» **Task details**
The required output is the lines from the one with "Given the photograph below" through the end of the data, repeated verbatim, with no pictures included.

(Given information)

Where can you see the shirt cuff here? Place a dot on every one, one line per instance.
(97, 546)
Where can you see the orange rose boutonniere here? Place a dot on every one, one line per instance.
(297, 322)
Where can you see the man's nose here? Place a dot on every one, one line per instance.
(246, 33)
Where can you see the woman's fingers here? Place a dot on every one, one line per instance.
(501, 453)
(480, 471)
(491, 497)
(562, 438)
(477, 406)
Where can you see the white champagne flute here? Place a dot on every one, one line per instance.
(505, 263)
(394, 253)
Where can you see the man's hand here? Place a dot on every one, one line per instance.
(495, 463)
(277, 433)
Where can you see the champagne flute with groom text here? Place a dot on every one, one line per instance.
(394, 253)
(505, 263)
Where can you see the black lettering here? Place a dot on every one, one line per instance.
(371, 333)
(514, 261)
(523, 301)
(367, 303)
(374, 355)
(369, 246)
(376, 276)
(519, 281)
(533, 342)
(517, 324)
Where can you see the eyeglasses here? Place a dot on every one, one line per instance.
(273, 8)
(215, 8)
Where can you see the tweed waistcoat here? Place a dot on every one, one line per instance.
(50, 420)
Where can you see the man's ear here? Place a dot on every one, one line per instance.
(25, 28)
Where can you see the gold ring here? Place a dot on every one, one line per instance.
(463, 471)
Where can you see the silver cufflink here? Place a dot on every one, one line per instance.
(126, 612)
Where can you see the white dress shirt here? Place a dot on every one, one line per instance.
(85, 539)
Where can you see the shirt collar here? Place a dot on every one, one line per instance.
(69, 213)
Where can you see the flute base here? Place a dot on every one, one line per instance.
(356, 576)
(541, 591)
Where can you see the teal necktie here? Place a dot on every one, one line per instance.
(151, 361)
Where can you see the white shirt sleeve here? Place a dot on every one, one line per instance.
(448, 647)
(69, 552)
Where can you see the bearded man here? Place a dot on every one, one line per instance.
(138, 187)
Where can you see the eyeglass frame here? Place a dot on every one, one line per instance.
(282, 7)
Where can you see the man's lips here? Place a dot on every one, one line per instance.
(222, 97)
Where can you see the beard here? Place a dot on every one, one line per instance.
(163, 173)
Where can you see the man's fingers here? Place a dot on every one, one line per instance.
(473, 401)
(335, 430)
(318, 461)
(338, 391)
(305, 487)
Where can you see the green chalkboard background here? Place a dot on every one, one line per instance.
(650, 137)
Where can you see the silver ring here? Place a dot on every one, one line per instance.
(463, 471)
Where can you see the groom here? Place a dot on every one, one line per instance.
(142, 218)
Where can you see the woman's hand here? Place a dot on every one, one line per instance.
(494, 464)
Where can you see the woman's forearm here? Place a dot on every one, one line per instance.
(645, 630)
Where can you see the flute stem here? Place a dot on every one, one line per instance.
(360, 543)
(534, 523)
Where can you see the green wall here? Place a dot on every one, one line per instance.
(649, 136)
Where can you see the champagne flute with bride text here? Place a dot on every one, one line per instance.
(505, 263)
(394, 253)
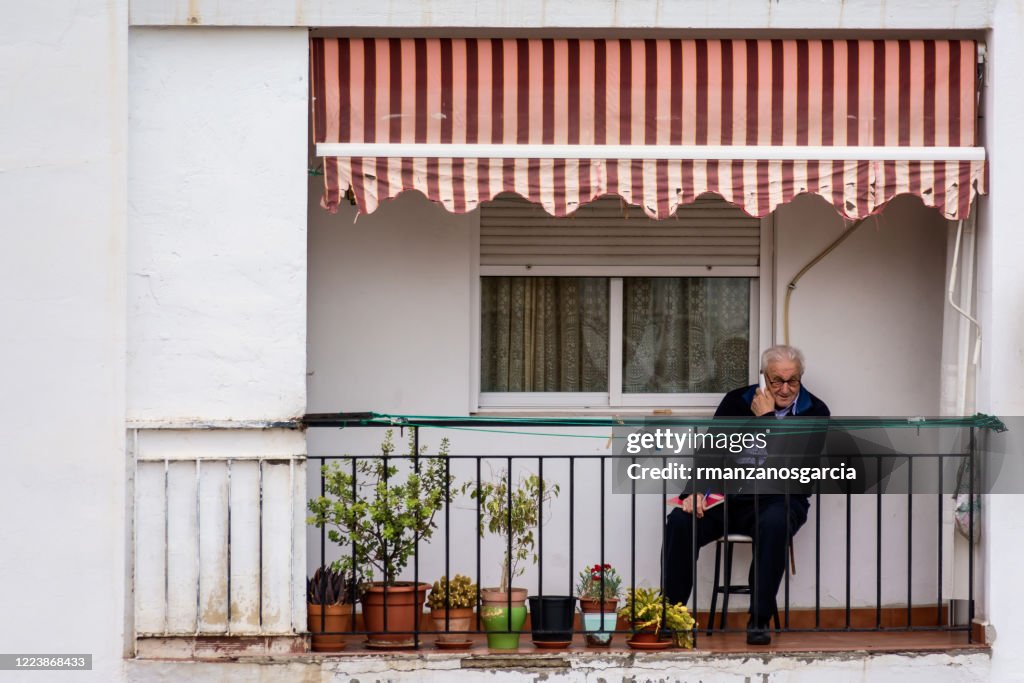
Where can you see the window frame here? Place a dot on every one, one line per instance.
(615, 400)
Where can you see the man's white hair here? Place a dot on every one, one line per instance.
(782, 352)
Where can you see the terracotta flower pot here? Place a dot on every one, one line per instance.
(459, 619)
(326, 624)
(403, 601)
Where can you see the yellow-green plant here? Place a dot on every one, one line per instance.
(456, 594)
(648, 609)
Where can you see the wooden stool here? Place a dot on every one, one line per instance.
(728, 588)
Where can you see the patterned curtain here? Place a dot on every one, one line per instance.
(544, 334)
(685, 335)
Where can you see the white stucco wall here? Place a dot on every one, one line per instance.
(600, 13)
(216, 251)
(62, 135)
(1000, 302)
(216, 328)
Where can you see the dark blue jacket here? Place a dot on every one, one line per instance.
(736, 403)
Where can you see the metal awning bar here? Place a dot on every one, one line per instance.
(649, 152)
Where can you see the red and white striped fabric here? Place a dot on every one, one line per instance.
(646, 92)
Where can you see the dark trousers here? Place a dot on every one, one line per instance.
(765, 522)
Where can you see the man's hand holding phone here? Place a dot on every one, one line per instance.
(764, 400)
(688, 504)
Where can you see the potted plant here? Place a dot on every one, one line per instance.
(503, 607)
(330, 599)
(452, 605)
(598, 593)
(650, 615)
(381, 514)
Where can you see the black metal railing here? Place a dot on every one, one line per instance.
(595, 530)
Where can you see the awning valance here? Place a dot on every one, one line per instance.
(658, 122)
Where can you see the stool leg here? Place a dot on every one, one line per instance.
(728, 584)
(718, 585)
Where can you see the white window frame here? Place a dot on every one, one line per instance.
(614, 400)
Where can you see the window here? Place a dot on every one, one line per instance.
(606, 310)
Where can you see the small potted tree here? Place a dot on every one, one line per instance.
(598, 593)
(503, 608)
(650, 614)
(382, 514)
(452, 605)
(330, 599)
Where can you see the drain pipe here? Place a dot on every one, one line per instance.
(952, 286)
(793, 283)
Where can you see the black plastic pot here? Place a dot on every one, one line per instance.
(551, 617)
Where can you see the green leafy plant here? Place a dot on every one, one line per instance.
(648, 610)
(589, 586)
(380, 512)
(515, 522)
(461, 593)
(330, 587)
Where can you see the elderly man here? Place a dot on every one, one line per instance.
(782, 395)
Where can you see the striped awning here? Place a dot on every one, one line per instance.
(658, 122)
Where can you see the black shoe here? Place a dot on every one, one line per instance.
(758, 635)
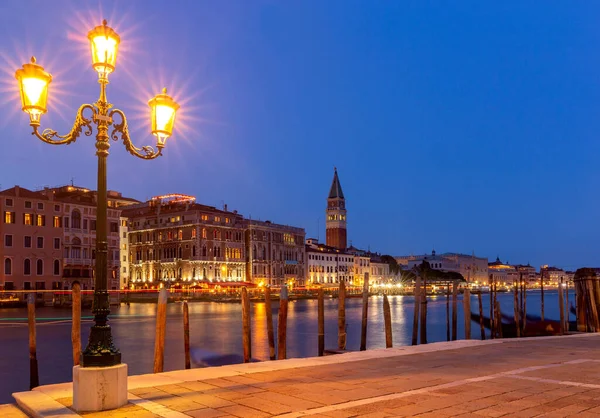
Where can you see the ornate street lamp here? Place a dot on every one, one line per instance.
(33, 85)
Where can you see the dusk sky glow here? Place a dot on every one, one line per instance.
(460, 126)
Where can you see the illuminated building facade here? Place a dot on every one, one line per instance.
(473, 269)
(78, 220)
(335, 216)
(501, 273)
(276, 253)
(31, 241)
(176, 242)
(327, 265)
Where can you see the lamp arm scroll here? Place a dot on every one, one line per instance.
(121, 129)
(48, 135)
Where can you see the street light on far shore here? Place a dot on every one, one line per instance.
(33, 86)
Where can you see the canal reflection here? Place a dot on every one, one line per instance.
(217, 327)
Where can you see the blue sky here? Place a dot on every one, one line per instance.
(464, 126)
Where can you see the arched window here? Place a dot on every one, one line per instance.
(75, 219)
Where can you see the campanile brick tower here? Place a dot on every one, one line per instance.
(336, 215)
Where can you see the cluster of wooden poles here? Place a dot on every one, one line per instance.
(588, 302)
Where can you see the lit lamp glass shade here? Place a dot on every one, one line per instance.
(163, 109)
(104, 42)
(33, 85)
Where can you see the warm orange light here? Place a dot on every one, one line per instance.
(33, 85)
(104, 42)
(163, 109)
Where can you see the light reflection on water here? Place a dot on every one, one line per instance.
(217, 327)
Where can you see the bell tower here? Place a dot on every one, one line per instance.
(335, 215)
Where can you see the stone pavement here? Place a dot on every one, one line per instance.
(546, 376)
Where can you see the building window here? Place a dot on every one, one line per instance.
(76, 219)
(9, 217)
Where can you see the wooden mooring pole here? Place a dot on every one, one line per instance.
(387, 319)
(186, 334)
(423, 336)
(34, 380)
(516, 308)
(342, 316)
(467, 312)
(246, 338)
(492, 316)
(76, 324)
(270, 331)
(448, 312)
(161, 324)
(454, 309)
(561, 307)
(321, 321)
(282, 324)
(363, 329)
(417, 293)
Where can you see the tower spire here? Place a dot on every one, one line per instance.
(335, 192)
(336, 234)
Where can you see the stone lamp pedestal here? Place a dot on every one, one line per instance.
(99, 388)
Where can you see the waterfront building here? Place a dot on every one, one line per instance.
(473, 269)
(176, 242)
(502, 274)
(32, 235)
(552, 276)
(78, 218)
(527, 273)
(335, 216)
(328, 265)
(276, 253)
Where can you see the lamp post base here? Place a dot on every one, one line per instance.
(99, 388)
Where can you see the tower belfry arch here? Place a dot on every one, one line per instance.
(335, 215)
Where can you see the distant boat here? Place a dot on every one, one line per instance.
(205, 358)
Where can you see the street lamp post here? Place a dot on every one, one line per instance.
(33, 85)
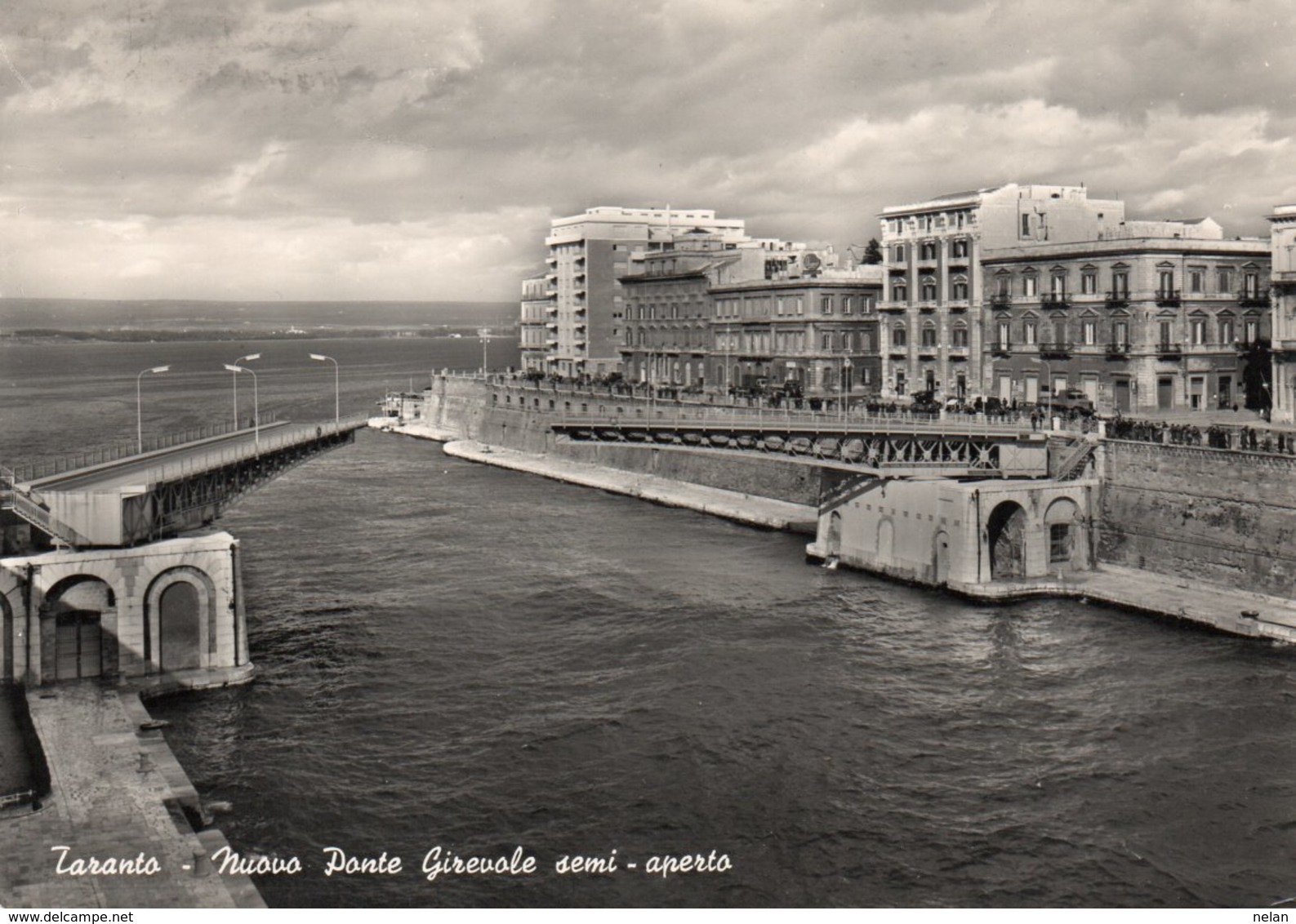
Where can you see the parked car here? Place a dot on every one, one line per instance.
(1072, 399)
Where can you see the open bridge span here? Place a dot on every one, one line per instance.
(100, 500)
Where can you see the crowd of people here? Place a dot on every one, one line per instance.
(1216, 436)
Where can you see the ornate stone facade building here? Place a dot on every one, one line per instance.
(1174, 322)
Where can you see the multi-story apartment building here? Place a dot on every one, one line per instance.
(587, 257)
(538, 327)
(933, 287)
(1167, 322)
(1283, 287)
(817, 332)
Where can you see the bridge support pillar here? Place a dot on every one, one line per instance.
(166, 615)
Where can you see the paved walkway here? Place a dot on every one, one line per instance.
(1225, 608)
(117, 793)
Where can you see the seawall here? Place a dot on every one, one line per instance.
(1223, 516)
(117, 793)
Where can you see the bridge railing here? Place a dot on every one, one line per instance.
(269, 442)
(104, 455)
(709, 415)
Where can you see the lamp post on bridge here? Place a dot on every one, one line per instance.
(337, 416)
(240, 362)
(139, 405)
(256, 410)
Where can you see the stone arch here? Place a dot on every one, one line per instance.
(832, 544)
(885, 542)
(180, 630)
(941, 558)
(78, 629)
(1006, 531)
(1066, 535)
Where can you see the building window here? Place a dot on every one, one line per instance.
(1059, 544)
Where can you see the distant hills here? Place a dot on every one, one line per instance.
(176, 319)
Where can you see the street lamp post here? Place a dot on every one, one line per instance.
(256, 402)
(483, 333)
(240, 362)
(337, 416)
(139, 406)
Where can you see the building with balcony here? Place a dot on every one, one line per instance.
(1167, 322)
(1282, 242)
(932, 304)
(587, 257)
(816, 335)
(538, 322)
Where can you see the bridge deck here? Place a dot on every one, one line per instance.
(179, 462)
(132, 500)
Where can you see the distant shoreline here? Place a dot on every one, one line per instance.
(169, 335)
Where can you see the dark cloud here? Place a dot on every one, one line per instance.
(245, 117)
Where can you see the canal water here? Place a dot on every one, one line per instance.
(454, 656)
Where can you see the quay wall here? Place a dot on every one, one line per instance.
(521, 418)
(1223, 516)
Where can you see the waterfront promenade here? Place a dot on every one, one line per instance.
(746, 509)
(1198, 602)
(117, 792)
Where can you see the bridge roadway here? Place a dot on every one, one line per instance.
(176, 462)
(893, 445)
(139, 498)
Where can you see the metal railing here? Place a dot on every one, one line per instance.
(271, 441)
(117, 451)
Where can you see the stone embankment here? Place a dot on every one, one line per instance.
(118, 796)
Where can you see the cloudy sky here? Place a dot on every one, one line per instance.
(416, 149)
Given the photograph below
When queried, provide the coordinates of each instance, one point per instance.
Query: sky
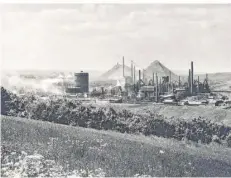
(96, 36)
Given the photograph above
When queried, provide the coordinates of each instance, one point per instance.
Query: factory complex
(156, 83)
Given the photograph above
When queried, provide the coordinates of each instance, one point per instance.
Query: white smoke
(18, 84)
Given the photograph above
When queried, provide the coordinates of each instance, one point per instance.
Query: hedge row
(72, 112)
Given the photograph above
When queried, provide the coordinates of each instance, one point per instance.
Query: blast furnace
(82, 81)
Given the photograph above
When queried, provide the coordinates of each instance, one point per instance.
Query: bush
(72, 112)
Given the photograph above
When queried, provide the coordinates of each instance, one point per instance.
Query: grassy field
(187, 113)
(115, 153)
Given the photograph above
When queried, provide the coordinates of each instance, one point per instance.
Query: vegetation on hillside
(72, 112)
(103, 153)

(End Given information)

» **Output for this exercise**
Given the photograph below
When queried, provide the coordinates of each instance, one point per instance.
Query: sky
(96, 36)
Given the photograph above
When queried, provide the coordinates of each instance, one point per instance.
Query: factory complex
(156, 83)
Given the photograph above
When queried, provide the coordinates of each instance, one point per instance.
Query: white smoke
(18, 84)
Given the photograph above
When queried, provide the coordinates of each instance, one point per instance.
Query: hedge row
(72, 112)
Given the photograph above
When queried, provide the coordinates of each instance, one point per instance.
Query: blast furnace
(82, 81)
Given the photograph above
When queried, provide the coordinates of each instance, one point per instance.
Query: bush
(72, 112)
Given the photograph above
When queried, provide the coordinates of each instance, one point per instance.
Query: grassy field
(187, 113)
(115, 153)
Given the photograph above
When queried, provide the coordinates of each instance, one point per instance.
Query: vegetation on hillside
(72, 112)
(103, 153)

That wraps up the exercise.